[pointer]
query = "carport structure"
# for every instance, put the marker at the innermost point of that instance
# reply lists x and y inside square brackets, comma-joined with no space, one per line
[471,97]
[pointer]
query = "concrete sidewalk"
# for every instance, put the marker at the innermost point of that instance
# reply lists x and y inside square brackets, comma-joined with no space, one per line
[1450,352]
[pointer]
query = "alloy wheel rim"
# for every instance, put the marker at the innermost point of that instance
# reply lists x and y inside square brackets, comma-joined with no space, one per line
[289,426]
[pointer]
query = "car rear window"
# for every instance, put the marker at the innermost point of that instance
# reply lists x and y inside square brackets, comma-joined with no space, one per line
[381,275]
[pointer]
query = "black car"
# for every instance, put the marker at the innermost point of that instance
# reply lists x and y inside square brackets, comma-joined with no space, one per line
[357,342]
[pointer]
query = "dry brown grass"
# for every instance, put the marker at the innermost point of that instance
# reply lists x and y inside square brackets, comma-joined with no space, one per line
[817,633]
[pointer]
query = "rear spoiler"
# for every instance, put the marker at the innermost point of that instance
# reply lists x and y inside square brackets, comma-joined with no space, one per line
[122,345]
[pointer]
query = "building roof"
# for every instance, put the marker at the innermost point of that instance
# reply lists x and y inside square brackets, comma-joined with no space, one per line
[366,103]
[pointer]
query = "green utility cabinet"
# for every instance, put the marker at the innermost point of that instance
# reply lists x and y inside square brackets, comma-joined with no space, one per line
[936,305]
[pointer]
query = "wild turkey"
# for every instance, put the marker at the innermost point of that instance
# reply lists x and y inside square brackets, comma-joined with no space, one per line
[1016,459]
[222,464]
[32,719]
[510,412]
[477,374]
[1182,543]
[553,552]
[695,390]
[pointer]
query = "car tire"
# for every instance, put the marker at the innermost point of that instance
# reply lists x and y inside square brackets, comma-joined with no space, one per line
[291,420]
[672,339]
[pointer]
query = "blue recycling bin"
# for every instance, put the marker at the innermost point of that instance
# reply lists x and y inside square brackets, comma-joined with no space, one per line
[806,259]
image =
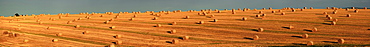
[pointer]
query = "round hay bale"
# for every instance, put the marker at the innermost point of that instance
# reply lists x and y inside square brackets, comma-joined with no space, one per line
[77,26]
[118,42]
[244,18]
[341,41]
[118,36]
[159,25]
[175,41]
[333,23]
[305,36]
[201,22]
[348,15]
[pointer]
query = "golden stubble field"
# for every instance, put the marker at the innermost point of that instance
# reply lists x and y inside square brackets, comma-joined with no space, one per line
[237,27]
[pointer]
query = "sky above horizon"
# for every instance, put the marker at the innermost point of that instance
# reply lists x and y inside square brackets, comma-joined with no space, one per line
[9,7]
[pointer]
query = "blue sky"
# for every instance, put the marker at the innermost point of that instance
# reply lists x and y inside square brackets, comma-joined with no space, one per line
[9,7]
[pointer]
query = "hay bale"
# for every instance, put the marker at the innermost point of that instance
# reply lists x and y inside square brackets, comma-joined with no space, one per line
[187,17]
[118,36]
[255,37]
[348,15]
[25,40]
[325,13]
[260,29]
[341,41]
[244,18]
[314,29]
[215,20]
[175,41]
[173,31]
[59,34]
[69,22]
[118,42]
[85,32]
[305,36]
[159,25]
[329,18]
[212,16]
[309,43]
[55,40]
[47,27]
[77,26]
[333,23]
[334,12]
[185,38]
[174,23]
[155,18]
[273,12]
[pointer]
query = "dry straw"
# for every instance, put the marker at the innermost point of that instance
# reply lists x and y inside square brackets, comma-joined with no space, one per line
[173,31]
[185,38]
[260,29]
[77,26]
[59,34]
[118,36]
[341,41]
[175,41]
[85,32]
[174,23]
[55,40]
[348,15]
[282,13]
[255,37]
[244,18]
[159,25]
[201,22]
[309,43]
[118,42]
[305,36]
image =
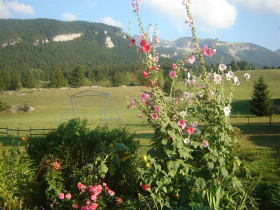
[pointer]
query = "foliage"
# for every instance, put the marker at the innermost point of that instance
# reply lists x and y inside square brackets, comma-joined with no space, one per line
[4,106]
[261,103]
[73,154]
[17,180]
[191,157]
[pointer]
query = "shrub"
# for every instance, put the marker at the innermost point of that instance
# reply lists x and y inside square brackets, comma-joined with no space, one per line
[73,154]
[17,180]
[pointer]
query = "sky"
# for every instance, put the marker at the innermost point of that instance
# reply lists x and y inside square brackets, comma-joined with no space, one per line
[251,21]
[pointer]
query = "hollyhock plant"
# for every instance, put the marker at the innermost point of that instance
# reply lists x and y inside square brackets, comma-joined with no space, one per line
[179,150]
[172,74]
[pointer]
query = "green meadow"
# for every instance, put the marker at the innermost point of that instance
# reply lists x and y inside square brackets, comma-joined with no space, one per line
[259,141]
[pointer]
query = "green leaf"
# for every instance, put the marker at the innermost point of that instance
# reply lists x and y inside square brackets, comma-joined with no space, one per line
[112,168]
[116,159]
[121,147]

WHAT THIS TASK INVOLVES: Copy everything in the records above except the pictures, exactly as written.

ANSWER TO THE EXERCISE:
[pointer]
query = "carport structure"
# for every instance, put the marker at the innermost point of that instance
# reply lists x and y inside square brackets, comma-joined with no space, one per line
[471,97]
[pointer]
query = "concrete sidewalk"
# for every instance, put the marker at the innermost point of that instance
# reply lists x and y inside square brackets, comma-joined with no space, one per line
[1450,352]
[pointer]
query = "alloy wheel rim"
# for every instance, put the marker at the innermost point of that instance
# reply lists x and y inside square brackets, comma-joined with no space, one per line
[289,426]
[pointer]
query = "car rear window"
# for every instance, put the marker at the innermost point of that instance
# reply lists x and y inside square brackets, comma-joined with no space, one per line
[381,275]
[pointer]
query = "black car"
# for every instance, put the marker at the innermost point of that instance
# reply lists x and y inside square brackets, comma-joined with no space, one per line
[357,342]
[pointer]
query = "dry brown grass"
# for every instance, put the marker at the innermost point of that instance
# reply lists x and y inside square brackets, comma-joined with no space, one per line
[817,633]
[pointer]
query = "rear spoiler"
# for every instance, put the marker at the innermost point of that instance
# reply lists x and y inside square brackets, comma-joined with no space, one per line
[122,345]
[pointer]
query = "building roof"
# for every instance, put the marker at the innermost point of that instance
# reply lists x and y inside square brackets, comma-joined with no space, one per line
[366,103]
[pointer]
query = "green utility cabinet"
# for every instance, put the marker at the innermost point of that instance
# reply lists x and y inside square brackets, comma-joined with no space, one per line
[936,305]
[pointer]
query = "wild turkey"
# for every instance, put the marker at the innermost point of that instance
# reply lists x and y inside square brackets, comma-joined with no space, one per line
[1016,459]
[222,464]
[32,719]
[510,412]
[477,374]
[1182,543]
[553,552]
[695,390]
[pointer]
query = "car tire"
# for every instance, put the marker at the innermost point of that instance
# reply lists x and y inside square brackets, comma-joined with no space, one per line
[291,420]
[672,339]
[pointer]
query = "blue recycling bin"
# for every instance, put the marker at the innermost point of that instance
# reply lists x and y inside square brackets, comma-joined with no space, one per line
[806,259]
image =
[pointer]
query = "round hay bale"
# for every instance, put the marker at the innermost point of that instance
# reply lists x and y inside square brackets, comma-joined with no space, one per line
[77,26]
[118,42]
[244,18]
[341,41]
[118,36]
[159,25]
[175,41]
[333,23]
[305,36]
[201,22]
[348,15]
[pointer]
query = "golden stubble field"
# for every instance, put the marker at the innermost point of that instance
# reply lists x and y inside square brackets, comma-joined with no space, one per line
[237,27]
[pointer]
query = "sky above horizon"
# for every instance, put the marker at the innermost point of that instance
# reply lists x and y inside square brackets, comma-joined with no space, one per line
[9,7]
[pointer]
query = "blue sky"
# for every instance, put the marker at the innermost point of that instance
# reply lists x and y inside square brackets, comma-joined with no space, one per line
[9,7]
[pointer]
query = "hay bale"
# for every instance, put the marker at the innermost point of that instance
# reply lists x and y inside square brackets, comma-joined with no space, one per line
[187,17]
[118,36]
[255,37]
[348,15]
[25,40]
[325,13]
[260,29]
[341,41]
[244,18]
[314,29]
[215,20]
[175,41]
[173,31]
[59,34]
[69,22]
[118,42]
[85,32]
[305,36]
[159,25]
[329,18]
[212,16]
[309,43]
[55,40]
[47,27]
[77,26]
[333,23]
[334,12]
[185,38]
[174,23]
[155,18]
[273,12]
[pointer]
query = "dry straw"
# for every instance, put the marker at the innermost point of that instance
# reply lists x and y inside square brackets, comma-joined with no space, one per line
[173,31]
[185,38]
[260,29]
[77,26]
[59,34]
[118,36]
[341,41]
[175,41]
[85,32]
[174,23]
[55,40]
[348,15]
[282,13]
[255,37]
[244,18]
[159,25]
[201,22]
[309,43]
[118,42]
[305,36]
image =
[pointer]
query = "foliage"
# for every instance, put the marker at the innermost point of that instance
# reply lists x and y inside square brackets, comma-joined with no space, one per line
[4,106]
[261,103]
[73,154]
[17,180]
[191,157]
[pointer]
query = "shrub"
# for every instance, put the marker at the innermost point of that instance
# reply lists x and y inside square brackets, comma-joined with no space, one per line
[73,154]
[17,180]
[pointer]
query = "sky"
# for every instance, put the marker at the innermost point of that instance
# reply lists x and y inside square brackets, comma-joined with no space, one per line
[251,21]
[pointer]
query = "hollyhock plant"
# for every instance, put the marker at the innermost point of that instance
# reply lists x and y inside square brackets, comma-joined with no space, one per line
[179,150]
[172,74]
[pointer]
query = "green meadow"
# for every instance, put the marker at the innermost point of that instance
# reply lists x and y inside square brackets, comma-joined with no space, one per line
[259,141]
[pointer]
query = "green leaf"
# for every instance, put the marker at the innermost point of that instance
# reply lists x and y inside square brackets, comma-joined with no space, one per line
[112,168]
[116,159]
[121,147]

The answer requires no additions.